**Your objective:** Could you return the entries verbatim, from the very first line through the line containing "pixel 521 177", with that line included?

**Records for the task:**
[start]

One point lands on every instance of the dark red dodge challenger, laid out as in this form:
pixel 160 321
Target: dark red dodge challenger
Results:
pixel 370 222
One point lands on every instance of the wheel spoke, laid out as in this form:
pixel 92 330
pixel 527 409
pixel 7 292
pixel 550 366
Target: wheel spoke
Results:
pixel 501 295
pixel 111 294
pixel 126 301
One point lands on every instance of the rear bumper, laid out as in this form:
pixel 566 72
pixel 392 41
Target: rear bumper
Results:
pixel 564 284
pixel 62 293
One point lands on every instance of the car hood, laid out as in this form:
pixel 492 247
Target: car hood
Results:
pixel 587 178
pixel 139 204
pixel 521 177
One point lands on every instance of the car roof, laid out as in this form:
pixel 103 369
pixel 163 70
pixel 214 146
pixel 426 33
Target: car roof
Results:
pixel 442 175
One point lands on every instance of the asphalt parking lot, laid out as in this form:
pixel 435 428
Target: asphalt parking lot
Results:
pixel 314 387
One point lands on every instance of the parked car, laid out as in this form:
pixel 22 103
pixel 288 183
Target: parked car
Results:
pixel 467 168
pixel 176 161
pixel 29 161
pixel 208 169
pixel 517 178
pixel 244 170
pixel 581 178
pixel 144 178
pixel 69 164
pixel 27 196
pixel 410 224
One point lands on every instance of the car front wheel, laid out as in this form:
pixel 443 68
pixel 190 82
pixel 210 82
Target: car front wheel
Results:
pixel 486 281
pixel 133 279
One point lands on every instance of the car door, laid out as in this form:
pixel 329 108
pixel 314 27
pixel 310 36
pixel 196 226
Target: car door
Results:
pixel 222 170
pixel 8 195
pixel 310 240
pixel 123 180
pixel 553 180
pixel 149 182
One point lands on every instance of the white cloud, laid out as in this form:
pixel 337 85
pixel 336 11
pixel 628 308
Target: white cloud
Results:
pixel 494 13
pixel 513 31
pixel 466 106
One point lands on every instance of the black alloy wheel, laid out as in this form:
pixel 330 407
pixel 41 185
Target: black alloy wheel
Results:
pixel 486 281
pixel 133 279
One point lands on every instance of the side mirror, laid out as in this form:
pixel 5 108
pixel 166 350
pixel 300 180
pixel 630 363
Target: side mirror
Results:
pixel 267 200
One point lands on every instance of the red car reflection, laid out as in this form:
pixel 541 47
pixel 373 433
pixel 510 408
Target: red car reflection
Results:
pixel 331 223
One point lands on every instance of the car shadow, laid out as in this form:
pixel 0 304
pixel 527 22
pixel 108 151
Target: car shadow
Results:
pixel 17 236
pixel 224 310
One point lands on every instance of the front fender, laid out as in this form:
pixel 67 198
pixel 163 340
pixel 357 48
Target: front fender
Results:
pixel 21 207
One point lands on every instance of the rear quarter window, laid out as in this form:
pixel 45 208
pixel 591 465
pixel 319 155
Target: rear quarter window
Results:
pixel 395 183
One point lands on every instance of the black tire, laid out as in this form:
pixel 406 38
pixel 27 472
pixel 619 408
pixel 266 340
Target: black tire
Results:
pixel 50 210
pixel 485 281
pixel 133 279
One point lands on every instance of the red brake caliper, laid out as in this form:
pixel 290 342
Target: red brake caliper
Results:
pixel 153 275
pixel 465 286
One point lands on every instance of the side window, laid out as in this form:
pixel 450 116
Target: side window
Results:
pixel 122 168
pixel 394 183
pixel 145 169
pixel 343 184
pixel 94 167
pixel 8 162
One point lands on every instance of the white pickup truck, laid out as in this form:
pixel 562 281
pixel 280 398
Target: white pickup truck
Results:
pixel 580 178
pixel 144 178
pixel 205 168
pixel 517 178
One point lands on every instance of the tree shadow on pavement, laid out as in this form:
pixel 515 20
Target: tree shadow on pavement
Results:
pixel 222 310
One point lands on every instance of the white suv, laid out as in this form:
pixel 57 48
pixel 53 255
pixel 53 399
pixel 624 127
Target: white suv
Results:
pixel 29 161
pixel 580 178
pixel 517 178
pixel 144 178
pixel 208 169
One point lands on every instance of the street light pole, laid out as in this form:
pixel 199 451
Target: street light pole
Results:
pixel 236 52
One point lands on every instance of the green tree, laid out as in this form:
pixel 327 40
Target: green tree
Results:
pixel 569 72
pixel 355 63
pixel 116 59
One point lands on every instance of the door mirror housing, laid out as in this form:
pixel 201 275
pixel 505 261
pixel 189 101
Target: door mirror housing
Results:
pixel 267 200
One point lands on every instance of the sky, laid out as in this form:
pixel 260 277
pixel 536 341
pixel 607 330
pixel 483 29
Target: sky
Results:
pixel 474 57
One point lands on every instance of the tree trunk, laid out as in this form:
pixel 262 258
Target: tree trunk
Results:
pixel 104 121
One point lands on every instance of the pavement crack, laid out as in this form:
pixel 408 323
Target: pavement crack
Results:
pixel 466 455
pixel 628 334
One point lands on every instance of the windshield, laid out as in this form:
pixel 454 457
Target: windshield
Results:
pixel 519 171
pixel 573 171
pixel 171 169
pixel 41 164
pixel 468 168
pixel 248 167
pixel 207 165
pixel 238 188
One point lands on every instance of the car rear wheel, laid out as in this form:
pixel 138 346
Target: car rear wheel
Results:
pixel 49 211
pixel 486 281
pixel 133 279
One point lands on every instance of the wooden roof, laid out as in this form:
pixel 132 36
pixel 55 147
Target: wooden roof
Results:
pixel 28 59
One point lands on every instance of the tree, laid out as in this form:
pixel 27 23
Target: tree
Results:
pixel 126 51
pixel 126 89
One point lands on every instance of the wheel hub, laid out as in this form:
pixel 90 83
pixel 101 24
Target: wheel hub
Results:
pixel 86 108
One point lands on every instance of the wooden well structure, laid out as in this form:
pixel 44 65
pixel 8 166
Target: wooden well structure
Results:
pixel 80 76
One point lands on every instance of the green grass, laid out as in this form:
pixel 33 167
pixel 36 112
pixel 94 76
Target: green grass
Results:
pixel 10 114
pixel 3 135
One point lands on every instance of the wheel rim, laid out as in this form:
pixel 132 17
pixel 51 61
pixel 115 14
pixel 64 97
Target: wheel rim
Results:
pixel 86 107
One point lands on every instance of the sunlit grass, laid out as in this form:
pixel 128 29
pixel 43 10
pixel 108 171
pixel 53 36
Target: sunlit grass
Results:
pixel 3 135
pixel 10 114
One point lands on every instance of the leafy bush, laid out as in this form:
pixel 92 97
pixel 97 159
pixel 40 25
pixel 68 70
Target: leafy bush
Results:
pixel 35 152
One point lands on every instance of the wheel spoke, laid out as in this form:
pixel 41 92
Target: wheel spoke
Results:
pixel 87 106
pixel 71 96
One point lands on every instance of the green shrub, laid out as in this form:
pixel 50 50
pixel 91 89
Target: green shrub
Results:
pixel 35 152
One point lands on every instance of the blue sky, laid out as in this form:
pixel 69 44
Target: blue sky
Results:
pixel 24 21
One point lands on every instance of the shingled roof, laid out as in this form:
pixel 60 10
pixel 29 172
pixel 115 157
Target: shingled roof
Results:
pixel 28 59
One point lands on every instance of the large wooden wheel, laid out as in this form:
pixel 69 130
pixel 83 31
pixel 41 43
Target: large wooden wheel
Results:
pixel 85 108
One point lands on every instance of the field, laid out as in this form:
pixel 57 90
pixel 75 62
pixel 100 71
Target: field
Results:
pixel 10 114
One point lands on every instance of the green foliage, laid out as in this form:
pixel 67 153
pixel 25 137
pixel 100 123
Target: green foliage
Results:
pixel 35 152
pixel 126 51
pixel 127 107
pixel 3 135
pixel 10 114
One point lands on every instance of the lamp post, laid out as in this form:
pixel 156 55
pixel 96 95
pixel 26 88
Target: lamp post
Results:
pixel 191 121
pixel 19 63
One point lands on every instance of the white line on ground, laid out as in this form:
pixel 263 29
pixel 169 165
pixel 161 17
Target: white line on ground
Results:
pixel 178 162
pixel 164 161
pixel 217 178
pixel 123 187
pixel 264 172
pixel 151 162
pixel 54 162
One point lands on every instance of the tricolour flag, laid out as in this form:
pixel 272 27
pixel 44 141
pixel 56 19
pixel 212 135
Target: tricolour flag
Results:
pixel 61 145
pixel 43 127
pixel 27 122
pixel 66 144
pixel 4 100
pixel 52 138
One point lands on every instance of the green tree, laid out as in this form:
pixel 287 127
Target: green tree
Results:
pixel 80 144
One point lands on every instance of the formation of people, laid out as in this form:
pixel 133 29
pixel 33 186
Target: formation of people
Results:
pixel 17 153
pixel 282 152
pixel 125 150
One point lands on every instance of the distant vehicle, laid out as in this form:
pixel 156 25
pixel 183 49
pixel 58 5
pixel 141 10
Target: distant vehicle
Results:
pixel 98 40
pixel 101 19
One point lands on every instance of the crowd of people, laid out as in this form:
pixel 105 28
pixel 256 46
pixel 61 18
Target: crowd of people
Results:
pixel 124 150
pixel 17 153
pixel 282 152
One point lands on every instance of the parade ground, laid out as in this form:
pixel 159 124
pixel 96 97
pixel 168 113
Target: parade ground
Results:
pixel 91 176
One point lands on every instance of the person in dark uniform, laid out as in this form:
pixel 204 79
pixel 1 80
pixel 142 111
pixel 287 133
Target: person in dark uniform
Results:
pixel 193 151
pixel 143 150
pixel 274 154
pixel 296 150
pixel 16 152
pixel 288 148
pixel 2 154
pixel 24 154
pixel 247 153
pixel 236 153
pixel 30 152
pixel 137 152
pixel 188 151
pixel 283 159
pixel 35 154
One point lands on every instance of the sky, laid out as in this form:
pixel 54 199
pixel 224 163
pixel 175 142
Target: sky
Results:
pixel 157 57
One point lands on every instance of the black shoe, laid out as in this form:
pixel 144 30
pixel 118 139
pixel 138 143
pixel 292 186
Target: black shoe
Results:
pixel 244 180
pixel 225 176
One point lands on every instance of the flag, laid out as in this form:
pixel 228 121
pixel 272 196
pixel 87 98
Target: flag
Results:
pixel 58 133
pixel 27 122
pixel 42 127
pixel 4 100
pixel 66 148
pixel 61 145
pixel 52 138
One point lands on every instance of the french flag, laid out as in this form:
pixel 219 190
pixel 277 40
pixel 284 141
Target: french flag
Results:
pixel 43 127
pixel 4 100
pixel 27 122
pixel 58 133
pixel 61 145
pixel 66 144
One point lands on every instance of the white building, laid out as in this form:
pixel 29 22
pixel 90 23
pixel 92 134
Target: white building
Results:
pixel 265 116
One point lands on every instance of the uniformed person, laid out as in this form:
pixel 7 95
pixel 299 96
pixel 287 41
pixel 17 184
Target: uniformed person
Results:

[end]

**Solution to this problem:**
One point lands on every instance of the dark red dodge challenger, laid out as in this form:
pixel 160 321
Target: dark red dodge challenger
Results:
pixel 370 222
One point lands on every instance of the wheel spoke, laid out as in this form:
pixel 92 330
pixel 527 409
pixel 7 292
pixel 550 366
Target: wheel spoke
Results:
pixel 501 295
pixel 111 294
pixel 126 301
One point lands on every instance of the rear bumper, laid out as in this form:
pixel 566 72
pixel 392 41
Target: rear bumper
Results:
pixel 564 284
pixel 62 293
One point lands on every instance of the car hood, laid out as in this form:
pixel 492 247
Target: car hood
Results:
pixel 587 178
pixel 139 204
pixel 521 177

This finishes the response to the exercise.